An exact, picture-free copy of the listing is required.

☆ ☆ ☆ ☆ ☆

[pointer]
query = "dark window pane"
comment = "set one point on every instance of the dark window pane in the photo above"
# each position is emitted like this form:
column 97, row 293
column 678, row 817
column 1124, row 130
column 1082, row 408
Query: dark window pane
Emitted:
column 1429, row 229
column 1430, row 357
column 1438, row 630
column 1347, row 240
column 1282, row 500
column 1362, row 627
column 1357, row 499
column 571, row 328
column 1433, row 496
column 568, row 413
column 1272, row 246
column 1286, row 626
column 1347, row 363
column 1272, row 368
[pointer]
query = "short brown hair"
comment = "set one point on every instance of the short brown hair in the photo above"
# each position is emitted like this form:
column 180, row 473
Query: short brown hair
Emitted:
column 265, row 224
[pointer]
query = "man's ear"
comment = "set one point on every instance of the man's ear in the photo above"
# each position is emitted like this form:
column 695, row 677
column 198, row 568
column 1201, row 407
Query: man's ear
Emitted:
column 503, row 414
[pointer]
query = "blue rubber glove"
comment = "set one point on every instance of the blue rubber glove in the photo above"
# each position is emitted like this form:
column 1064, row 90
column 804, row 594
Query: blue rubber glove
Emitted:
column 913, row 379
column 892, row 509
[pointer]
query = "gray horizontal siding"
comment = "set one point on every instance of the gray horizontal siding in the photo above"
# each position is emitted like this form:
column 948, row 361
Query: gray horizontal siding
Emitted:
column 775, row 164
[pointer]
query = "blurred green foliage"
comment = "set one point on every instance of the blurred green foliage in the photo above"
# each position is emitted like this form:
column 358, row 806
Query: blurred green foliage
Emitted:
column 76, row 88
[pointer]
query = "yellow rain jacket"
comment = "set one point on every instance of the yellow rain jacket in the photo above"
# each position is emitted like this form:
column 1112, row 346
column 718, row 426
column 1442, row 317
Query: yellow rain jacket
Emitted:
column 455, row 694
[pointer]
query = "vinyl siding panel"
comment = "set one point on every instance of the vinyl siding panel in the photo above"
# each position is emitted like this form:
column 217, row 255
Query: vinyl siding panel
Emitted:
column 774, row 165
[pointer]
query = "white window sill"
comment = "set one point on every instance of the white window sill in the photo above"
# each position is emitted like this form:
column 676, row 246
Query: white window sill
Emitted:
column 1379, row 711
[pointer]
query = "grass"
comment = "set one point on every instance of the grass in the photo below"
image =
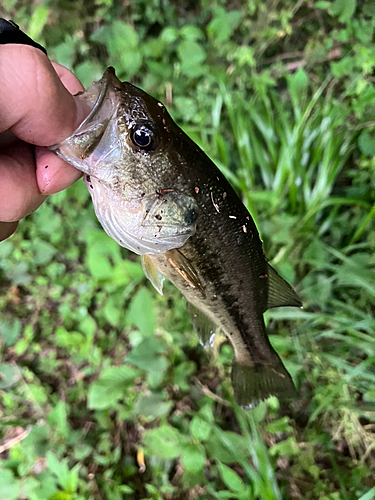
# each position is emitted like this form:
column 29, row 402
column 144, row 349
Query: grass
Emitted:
column 101, row 401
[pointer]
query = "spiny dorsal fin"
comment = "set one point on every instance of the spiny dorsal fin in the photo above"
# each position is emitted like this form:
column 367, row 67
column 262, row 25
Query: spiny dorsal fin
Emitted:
column 205, row 328
column 185, row 268
column 152, row 273
column 280, row 293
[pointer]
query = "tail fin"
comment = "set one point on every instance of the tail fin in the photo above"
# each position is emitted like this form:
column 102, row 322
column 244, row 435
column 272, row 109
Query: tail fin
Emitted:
column 252, row 383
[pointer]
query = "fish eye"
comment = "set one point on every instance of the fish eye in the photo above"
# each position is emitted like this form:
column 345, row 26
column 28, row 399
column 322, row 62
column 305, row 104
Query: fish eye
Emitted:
column 143, row 137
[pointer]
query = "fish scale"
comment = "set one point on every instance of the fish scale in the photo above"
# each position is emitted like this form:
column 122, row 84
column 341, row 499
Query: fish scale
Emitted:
column 157, row 193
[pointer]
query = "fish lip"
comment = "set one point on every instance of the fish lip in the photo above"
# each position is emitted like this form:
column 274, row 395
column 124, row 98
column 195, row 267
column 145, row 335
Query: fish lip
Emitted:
column 108, row 80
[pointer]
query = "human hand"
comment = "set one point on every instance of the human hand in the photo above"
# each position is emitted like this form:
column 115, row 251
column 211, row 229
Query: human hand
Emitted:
column 36, row 109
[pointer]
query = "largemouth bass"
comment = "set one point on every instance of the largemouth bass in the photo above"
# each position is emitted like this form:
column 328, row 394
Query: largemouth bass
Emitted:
column 157, row 193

☆ ☆ ☆ ☆ ☆

— Written solution —
[pointer]
query = "dark window pane"
comment = "set one point on every instance of the dark window pane in the photo above"
# each position is emitted like this form:
column 97, row 293
column 678, row 817
column 1124, row 130
column 1082, row 408
Query: dark window pane
Emitted:
column 1429, row 229
column 1430, row 357
column 1438, row 630
column 1347, row 240
column 1282, row 500
column 1362, row 627
column 1357, row 499
column 571, row 328
column 1433, row 496
column 568, row 413
column 1272, row 246
column 1286, row 626
column 1347, row 363
column 1272, row 368
[pointer]
query = "short brown hair"
comment = "set one point on every instance of the short brown hair in the photo above"
# each position is emitted like this form:
column 180, row 473
Query: short brown hair
Emitted:
column 265, row 224
[pointer]
query = "man's ear"
comment = "set one point on every instance of the man's ear in the photo above"
# each position is emitted like this form:
column 695, row 677
column 198, row 568
column 1201, row 407
Query: man's ear
Emitted:
column 503, row 414
[pointer]
query = "blue rubber glove"
comment = "set one point on every instance of the blue rubber glove in the photo above"
# each position is emitted like this form:
column 1064, row 90
column 804, row 594
Query: blue rubber glove
Emitted:
column 913, row 379
column 892, row 509
[pointer]
query = "gray horizontal siding"
comment = "set one point on every instance of the gray horizontal siding in the photo above"
# each position is emitted like this form:
column 948, row 361
Query: gray horizontal siding
Emitted:
column 775, row 164
[pointer]
query = "blurred green foliage"
comment = "set one point on every instance of the blurred green foliage in the photo above"
# each position is emitted like this form:
column 358, row 806
Query: blurred green foliage
Emitted:
column 76, row 88
[pointer]
query = "yellow rain jacket"
comment = "set one point on every instance of the yellow rain jacket in the photo above"
# each position is emitted like this form:
column 1112, row 346
column 718, row 426
column 1442, row 317
Query: yellow rain jacket
Emitted:
column 455, row 694
[pointer]
query = "vinyl siding panel"
comment = "set one point on every instance of the vinyl siding panel in the photo above"
# each position is emitted like this form:
column 217, row 255
Query: vinyl siding panel
Emitted:
column 774, row 165
[pointer]
query = "white window sill"
comment = "set one point on every instance of the white window sill in the photo above"
# each position is emitted like this form:
column 676, row 246
Query: white window sill
Emitted:
column 1379, row 711
[pointer]
query = "grass"
comment = "set one point on every instance of the grass in the photo below"
image =
# each position is emitted like this form:
column 29, row 402
column 144, row 349
Query: grass
Emitted:
column 101, row 401
[pointer]
query = "spiny dorsal fin"
comment = "set one point on every instance of the spiny dorsal fin in the photo above"
# each position is emitted like this form:
column 367, row 67
column 262, row 25
Query: spiny dorsal fin
Emitted:
column 205, row 328
column 185, row 268
column 152, row 273
column 280, row 293
[pointer]
query = "tail fin"
comment = "set one point on every instance of the tail fin in the photo above"
# each position is emitted like this form:
column 102, row 322
column 244, row 435
column 272, row 109
Query: tail fin
Emitted:
column 252, row 383
[pointer]
query = "fish eye"
comment = "set one point on every instance of the fish eye in the photo above"
# each position is emitted like this form:
column 345, row 26
column 28, row 399
column 322, row 62
column 305, row 104
Query: fish eye
Emitted:
column 143, row 137
[pointer]
query = "fish scale"
comment = "set one point on every instance of the fish scale in the photo above"
# each position is emitted like this form:
column 122, row 84
column 341, row 499
Query: fish scale
Emitted:
column 157, row 193
[pointer]
query = "fish lip"
comment = "set one point on every instance of the fish lip in the photo above"
# each position is emitted like this form:
column 274, row 395
column 124, row 98
column 195, row 267
column 145, row 335
Query: fish lip
Emitted:
column 108, row 80
[pointer]
query = "human hand"
comment = "set one point on every instance of the human hand in the photo above"
# each position is emitted like this form:
column 115, row 251
column 211, row 229
Query: human hand
Emitted:
column 36, row 109
[pointer]
query = "largemouth bass"
comment = "set one point on every instance of the largemouth bass in the photo above"
# each position is emitted like this form:
column 328, row 394
Query: largemouth bass
Emitted:
column 157, row 193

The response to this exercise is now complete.